* **Excerpted passage**
Figure 9 shows usage frequency of common augmentation strategies in animal farming. Rotating, flipping, and scaling were three popular geometric transformation strategies. The geometric transformation is to change geometric sizes and shapes of objects. Relevant strategies (e.g., distorting, translating, shifting, reflecting, shearing, etc.) were also utilized in animal farming [55,73]. Cropping is to randomly or sequentially cut small pieces of patches from original images [130]. Adding noises includes blurring images with filters (e.g., median filters [100]), introducing additional signals (e.g., Gaussian noises [100]) onto images, adding random shapes (e.g., dark polygons [70]) onto images, and padding pixels around boundaries of images [100]. Changing color space contains altering components (e.g., hues, saturation, brightness, and contrast) in HSV space or in RGB space [88,216], switching illumination styles (e.g., simulate active infrared illumination [59]), and manipulating pixel intensities by multiplying them with various factors [121]. All these may create variations during training and make models avoid repeatedly learning homogenous patterns and thus reduced overfitting.

Although data augmentation is a useful technique, there are some sensitive cases that are not suitable for augmentation. Some behavior recognitions may require consistent shapes and sizes of target animals, hence, geometric transformation techniques that are reflecting, rotating, scaling, translating, and shearing are not recommended [66]. Distortions or isolated intensity pixel changes, due to modifying body proportions associated with body condition score (BCS) changes, cannot be applied [108]. Animal face recognition is sensitive to orientations of animal faces, and horizontal flipping may change the orientations and drop classification performance [130].

5.3. Transfer Learning

Transfer learning is to freeze parts of models which contain weights transferred from previous training in other datasets and only train the rest. This strategy can save training time for complex models but does not compromise detection performance. Various similarities between datasets of transfer learning and customized datasets can result in different transfer learning efficiencies [51]. Figure 10 shows popular public datasets for transfer learning in animal science, including PASCAL visual object class dataset (PASCAL VOC dataset), common objects in context (COCO) dataset; motion analysis and re-identification set (MARS), and action recognition dataset (UCF101). Each dataset is specific for different computer vision tasks.

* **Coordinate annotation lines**
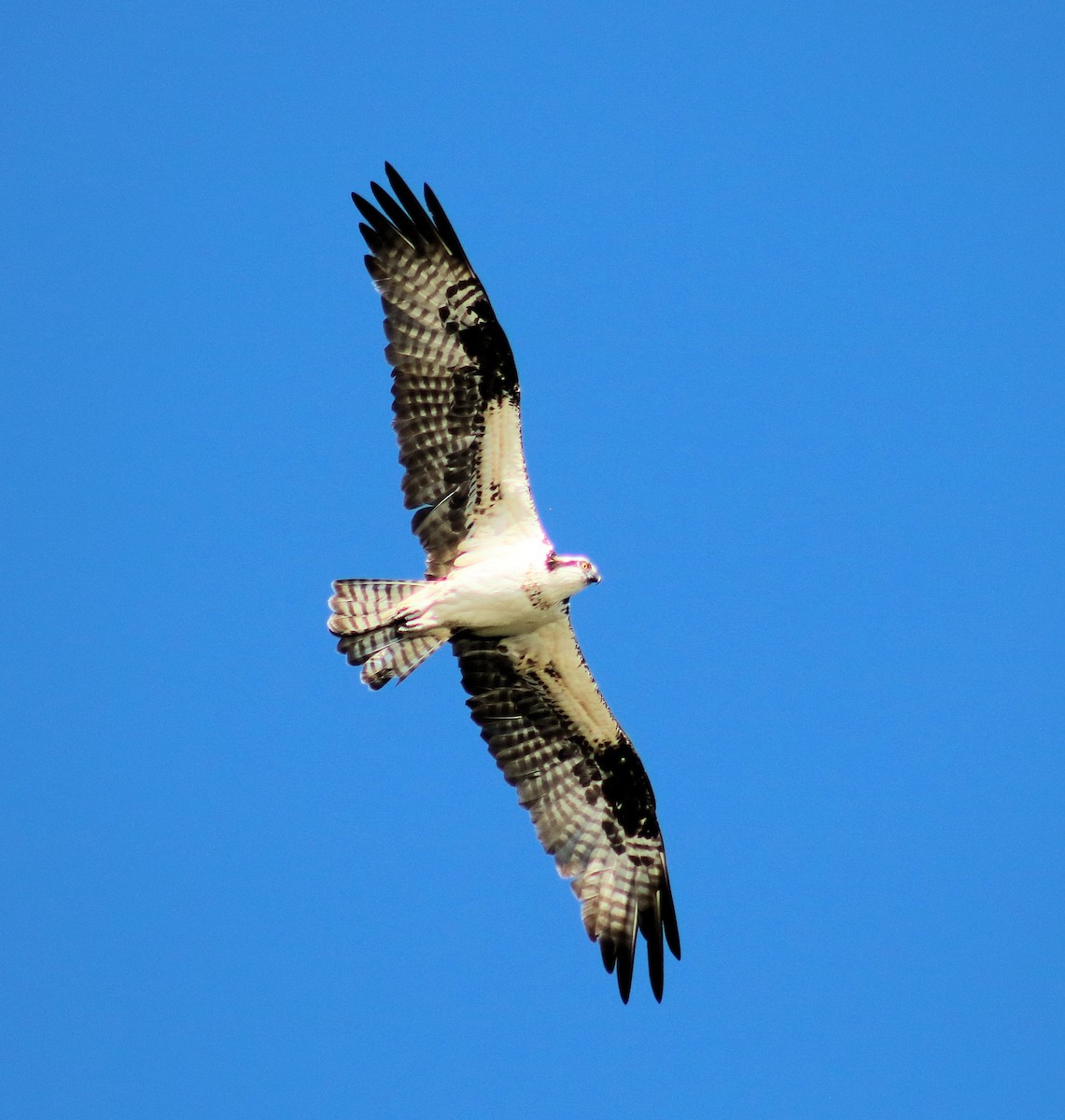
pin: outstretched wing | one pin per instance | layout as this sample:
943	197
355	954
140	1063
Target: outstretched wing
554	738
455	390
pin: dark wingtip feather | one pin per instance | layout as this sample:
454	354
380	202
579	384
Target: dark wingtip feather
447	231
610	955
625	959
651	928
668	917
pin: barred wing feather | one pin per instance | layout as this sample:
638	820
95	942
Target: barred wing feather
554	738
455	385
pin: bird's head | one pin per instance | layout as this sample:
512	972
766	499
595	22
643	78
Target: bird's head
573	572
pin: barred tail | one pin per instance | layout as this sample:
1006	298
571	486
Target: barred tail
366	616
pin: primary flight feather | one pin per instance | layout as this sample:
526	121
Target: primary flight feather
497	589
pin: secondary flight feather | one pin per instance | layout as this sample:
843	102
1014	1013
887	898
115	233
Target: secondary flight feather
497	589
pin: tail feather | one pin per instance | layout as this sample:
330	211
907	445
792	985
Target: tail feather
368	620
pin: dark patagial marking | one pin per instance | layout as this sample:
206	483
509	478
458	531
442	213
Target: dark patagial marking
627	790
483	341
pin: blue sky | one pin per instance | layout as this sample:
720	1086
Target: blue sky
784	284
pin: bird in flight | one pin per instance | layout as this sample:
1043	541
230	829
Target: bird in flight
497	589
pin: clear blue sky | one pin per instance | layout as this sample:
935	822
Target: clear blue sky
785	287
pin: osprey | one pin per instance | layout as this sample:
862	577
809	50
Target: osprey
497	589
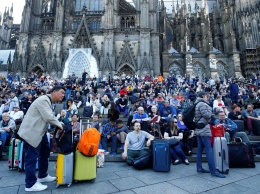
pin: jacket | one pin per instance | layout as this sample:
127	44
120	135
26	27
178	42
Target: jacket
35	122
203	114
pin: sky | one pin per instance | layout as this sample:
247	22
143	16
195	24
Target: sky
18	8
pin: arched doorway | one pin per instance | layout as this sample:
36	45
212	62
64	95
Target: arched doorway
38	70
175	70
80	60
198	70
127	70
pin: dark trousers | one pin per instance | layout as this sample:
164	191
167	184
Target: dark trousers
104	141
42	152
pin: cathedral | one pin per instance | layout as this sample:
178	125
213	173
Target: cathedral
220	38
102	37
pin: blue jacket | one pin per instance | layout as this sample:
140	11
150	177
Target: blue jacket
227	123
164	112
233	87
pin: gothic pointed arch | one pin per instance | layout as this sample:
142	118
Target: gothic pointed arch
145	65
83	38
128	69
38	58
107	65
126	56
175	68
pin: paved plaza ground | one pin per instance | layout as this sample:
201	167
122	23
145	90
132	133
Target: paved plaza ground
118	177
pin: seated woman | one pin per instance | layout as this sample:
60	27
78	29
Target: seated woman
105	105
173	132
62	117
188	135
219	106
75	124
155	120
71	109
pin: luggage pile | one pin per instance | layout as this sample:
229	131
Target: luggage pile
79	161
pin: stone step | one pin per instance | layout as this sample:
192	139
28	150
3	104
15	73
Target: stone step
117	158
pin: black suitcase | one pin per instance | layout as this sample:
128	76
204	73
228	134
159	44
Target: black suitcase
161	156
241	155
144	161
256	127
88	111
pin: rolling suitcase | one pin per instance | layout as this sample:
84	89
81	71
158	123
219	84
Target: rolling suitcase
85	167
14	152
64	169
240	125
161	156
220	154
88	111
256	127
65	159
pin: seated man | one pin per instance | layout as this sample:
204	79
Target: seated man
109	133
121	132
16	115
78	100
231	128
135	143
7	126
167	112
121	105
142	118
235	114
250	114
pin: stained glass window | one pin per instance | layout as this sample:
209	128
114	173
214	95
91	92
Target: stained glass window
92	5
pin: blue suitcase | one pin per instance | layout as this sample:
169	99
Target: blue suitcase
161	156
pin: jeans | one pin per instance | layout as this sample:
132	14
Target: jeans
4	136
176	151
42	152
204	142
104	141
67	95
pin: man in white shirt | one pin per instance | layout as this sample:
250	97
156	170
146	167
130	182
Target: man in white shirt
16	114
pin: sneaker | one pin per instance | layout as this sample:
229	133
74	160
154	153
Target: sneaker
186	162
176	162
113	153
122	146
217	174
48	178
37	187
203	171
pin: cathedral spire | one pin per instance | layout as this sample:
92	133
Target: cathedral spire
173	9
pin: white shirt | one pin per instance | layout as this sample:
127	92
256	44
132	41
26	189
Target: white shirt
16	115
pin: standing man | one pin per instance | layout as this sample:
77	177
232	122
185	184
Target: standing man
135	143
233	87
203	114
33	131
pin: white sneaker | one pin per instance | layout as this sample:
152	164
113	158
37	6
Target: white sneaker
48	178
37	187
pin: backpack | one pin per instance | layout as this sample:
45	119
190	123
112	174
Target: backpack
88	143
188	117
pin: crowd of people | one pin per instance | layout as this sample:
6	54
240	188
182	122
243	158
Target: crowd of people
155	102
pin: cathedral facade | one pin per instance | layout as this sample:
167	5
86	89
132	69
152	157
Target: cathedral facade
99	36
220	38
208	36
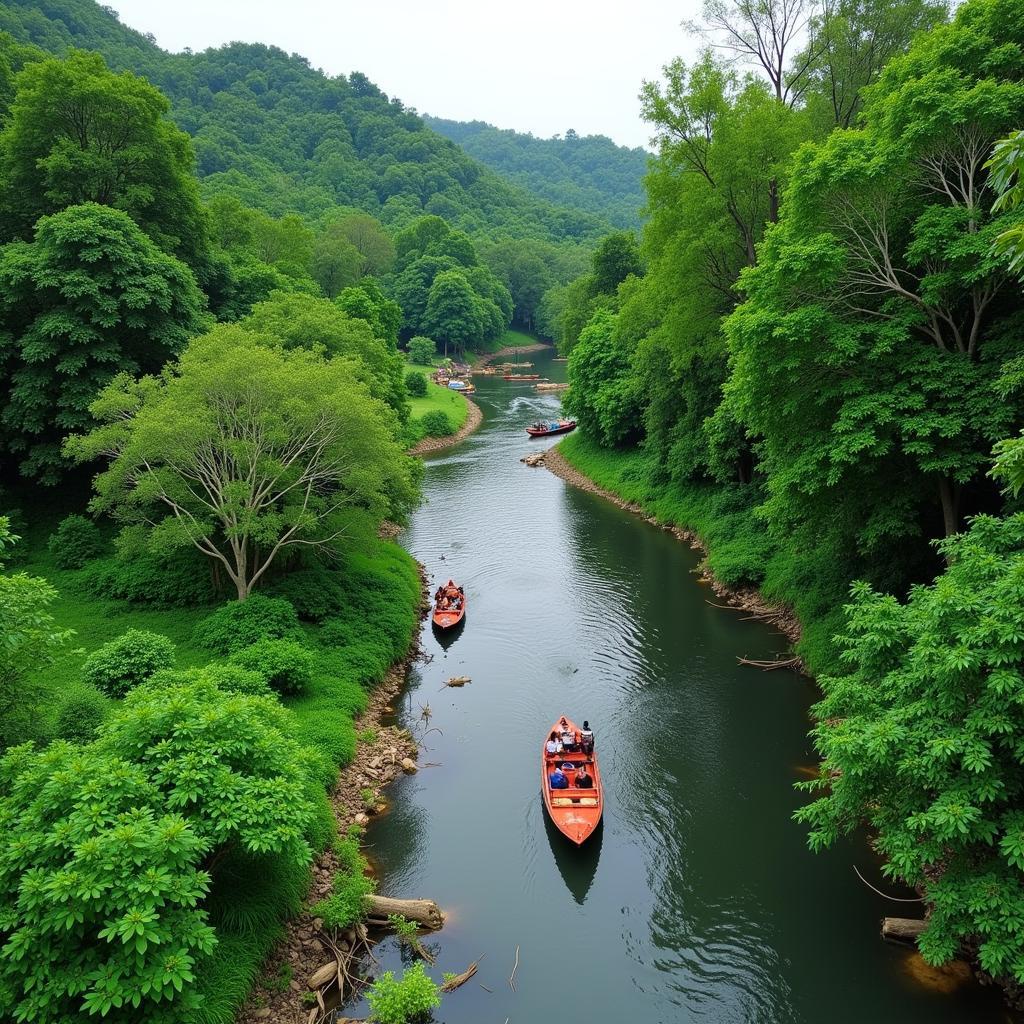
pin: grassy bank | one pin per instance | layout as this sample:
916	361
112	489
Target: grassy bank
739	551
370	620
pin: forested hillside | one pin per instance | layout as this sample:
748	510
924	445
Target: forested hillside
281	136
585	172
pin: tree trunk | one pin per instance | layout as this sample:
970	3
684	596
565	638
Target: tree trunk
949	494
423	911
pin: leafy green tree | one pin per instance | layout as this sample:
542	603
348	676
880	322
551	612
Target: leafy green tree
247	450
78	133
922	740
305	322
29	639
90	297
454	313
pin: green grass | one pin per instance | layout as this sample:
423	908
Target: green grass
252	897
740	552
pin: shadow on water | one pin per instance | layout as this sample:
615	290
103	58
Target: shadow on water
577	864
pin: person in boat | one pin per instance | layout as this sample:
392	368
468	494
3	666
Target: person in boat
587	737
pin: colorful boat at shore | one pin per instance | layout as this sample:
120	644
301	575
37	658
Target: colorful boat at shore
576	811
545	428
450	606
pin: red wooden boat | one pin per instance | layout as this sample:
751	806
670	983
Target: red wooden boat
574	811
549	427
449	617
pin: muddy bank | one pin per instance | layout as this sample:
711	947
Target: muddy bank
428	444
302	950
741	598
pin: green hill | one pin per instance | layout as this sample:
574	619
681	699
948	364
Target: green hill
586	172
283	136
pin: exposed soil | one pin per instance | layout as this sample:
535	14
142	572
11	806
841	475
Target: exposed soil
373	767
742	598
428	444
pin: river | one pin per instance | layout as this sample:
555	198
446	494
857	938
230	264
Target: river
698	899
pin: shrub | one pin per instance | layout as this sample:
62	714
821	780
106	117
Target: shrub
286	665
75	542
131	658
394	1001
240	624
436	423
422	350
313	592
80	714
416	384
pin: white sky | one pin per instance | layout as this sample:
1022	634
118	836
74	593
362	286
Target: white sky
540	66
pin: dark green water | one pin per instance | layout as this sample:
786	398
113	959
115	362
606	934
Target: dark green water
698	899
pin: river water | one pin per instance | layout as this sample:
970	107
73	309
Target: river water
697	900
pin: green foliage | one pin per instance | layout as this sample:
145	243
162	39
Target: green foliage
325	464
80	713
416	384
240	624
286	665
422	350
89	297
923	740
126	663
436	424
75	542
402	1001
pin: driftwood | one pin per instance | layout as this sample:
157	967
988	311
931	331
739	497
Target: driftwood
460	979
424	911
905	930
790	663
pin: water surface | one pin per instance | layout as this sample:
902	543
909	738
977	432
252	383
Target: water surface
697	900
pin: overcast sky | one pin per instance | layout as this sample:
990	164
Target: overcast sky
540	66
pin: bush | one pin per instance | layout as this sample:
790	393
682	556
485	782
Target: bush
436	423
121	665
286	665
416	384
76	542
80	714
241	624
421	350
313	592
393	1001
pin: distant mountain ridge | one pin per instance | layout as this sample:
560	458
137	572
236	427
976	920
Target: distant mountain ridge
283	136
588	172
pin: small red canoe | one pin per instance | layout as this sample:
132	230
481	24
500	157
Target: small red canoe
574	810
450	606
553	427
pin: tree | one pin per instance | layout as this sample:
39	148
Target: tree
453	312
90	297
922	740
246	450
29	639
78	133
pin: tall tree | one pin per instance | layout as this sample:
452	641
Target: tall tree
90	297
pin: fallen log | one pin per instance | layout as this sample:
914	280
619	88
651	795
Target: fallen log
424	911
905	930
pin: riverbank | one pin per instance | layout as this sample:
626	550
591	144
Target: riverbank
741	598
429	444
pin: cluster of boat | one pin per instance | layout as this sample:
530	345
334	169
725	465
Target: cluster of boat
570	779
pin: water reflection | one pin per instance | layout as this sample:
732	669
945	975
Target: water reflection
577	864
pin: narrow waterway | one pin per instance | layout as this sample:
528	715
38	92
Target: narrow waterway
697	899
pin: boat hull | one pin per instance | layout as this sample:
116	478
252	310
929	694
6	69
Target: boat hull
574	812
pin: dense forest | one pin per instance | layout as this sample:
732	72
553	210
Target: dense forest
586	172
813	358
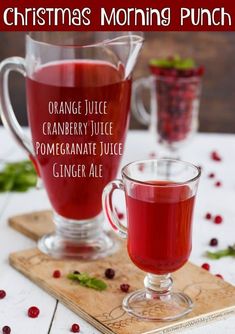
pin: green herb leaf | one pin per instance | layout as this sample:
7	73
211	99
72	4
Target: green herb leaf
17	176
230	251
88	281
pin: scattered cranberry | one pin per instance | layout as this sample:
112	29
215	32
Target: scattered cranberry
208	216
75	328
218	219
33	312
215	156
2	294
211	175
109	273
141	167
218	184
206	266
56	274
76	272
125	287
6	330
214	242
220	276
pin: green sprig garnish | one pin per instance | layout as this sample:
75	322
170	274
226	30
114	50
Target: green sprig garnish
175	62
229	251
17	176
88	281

* **Exercise objective**
Answer these questions using the passage above on data augmentation and transfer learning:
(a) What three geometric transformation strategies does it call popular?
(b) What effect can horizontal flipping have on animal face recognition?
(c) In transfer learning, which parts of a model are frozen?

* **Problem solution**
(a) Rotating, flipping, and scaling.
(b) It may change the orientations of animal faces and drop classification performance.
(c) The parts that contain weights transferred from previous training in other datasets.